Entries from an annotation dataset:
_ _ _ _
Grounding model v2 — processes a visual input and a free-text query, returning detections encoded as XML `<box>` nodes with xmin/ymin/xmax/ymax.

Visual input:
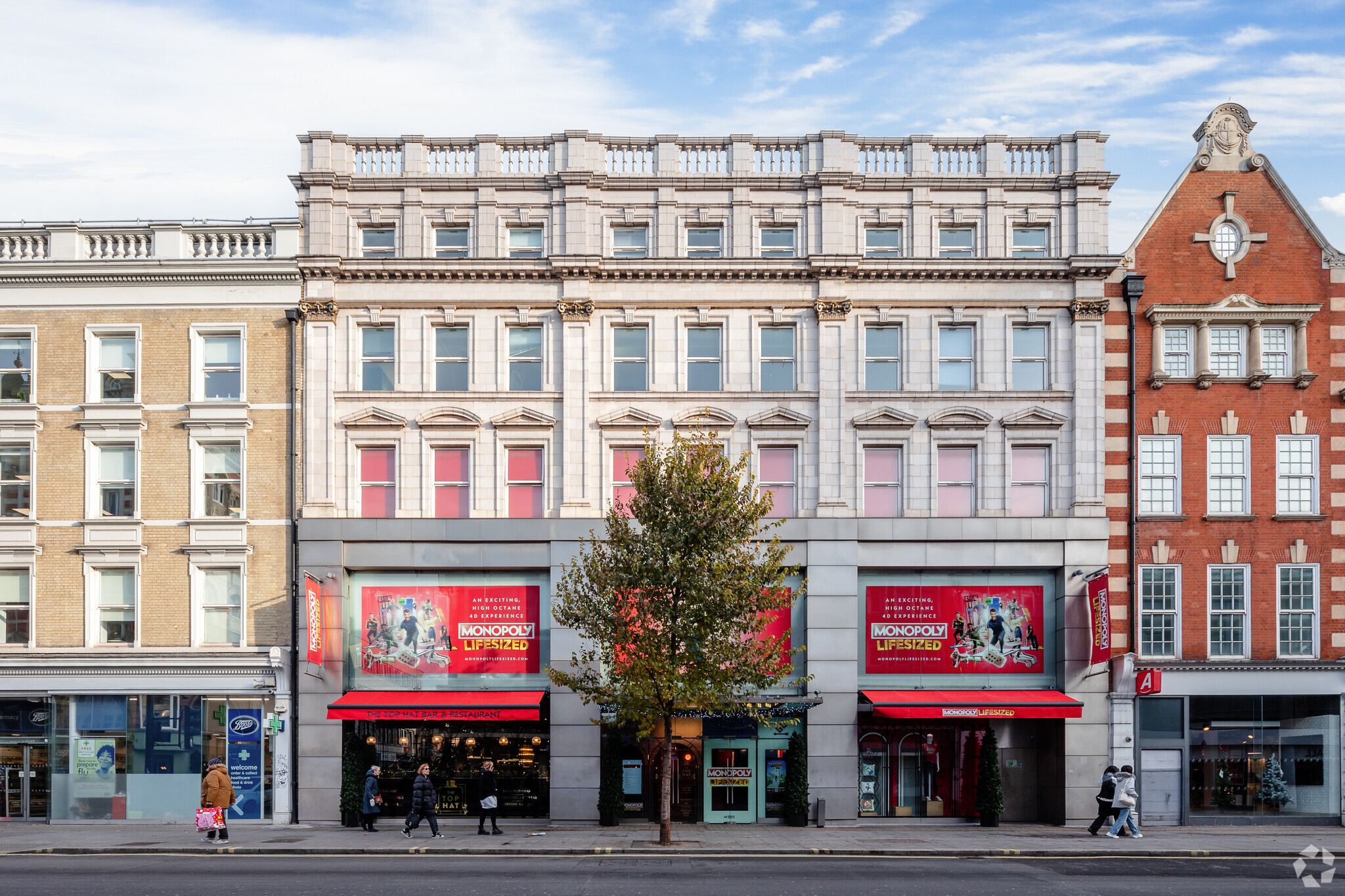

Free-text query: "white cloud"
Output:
<box><xmin>1317</xmin><ymin>194</ymin><xmax>1345</xmax><ymax>215</ymax></box>
<box><xmin>803</xmin><ymin>12</ymin><xmax>842</xmax><ymax>37</ymax></box>
<box><xmin>780</xmin><ymin>56</ymin><xmax>845</xmax><ymax>83</ymax></box>
<box><xmin>1224</xmin><ymin>26</ymin><xmax>1275</xmax><ymax>50</ymax></box>
<box><xmin>659</xmin><ymin>0</ymin><xmax>720</xmax><ymax>40</ymax></box>
<box><xmin>738</xmin><ymin>19</ymin><xmax>784</xmax><ymax>43</ymax></box>
<box><xmin>869</xmin><ymin>5</ymin><xmax>924</xmax><ymax>47</ymax></box>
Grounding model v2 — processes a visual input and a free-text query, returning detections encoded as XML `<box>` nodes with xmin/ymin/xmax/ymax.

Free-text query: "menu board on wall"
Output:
<box><xmin>865</xmin><ymin>586</ymin><xmax>1045</xmax><ymax>674</ymax></box>
<box><xmin>361</xmin><ymin>584</ymin><xmax>542</xmax><ymax>674</ymax></box>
_ _ _ _
— TASK STATEMENT —
Recast every line of the records above as a Markdown table with the columns Row and Line, numbering the rows and leaving out blank lines. Omit the pictures from your table.

— COMPLETED TASK —
| Row | Line |
|---|---|
| 1 | Grounding model v2 — processes a visual input and a free-text query, returning detections encoded as XML `<box>` nodes with xmin/ymin/xmax/ymax. |
| 2 | Visual input: |
| 3 | Free-text query: "white cloud" |
| 4 | Output: |
| 5 | <box><xmin>1317</xmin><ymin>194</ymin><xmax>1345</xmax><ymax>215</ymax></box> |
| 6 | <box><xmin>803</xmin><ymin>12</ymin><xmax>842</xmax><ymax>37</ymax></box> |
| 7 | <box><xmin>780</xmin><ymin>56</ymin><xmax>845</xmax><ymax>83</ymax></box> |
| 8 | <box><xmin>1224</xmin><ymin>26</ymin><xmax>1275</xmax><ymax>50</ymax></box> |
| 9 | <box><xmin>659</xmin><ymin>0</ymin><xmax>720</xmax><ymax>40</ymax></box> |
| 10 | <box><xmin>738</xmin><ymin>19</ymin><xmax>784</xmax><ymax>43</ymax></box> |
| 11 | <box><xmin>869</xmin><ymin>5</ymin><xmax>924</xmax><ymax>47</ymax></box> |
| 12 | Grounding model v2 — processes a visual input and a free-text query, returning detections encoded as XML `<box>` nodes with xmin/ymin/xmax/ymax. |
| 13 | Free-text query: "menu board on wall" |
| 14 | Output: |
| 15 | <box><xmin>865</xmin><ymin>586</ymin><xmax>1045</xmax><ymax>674</ymax></box> |
| 16 | <box><xmin>361</xmin><ymin>584</ymin><xmax>542</xmax><ymax>674</ymax></box> |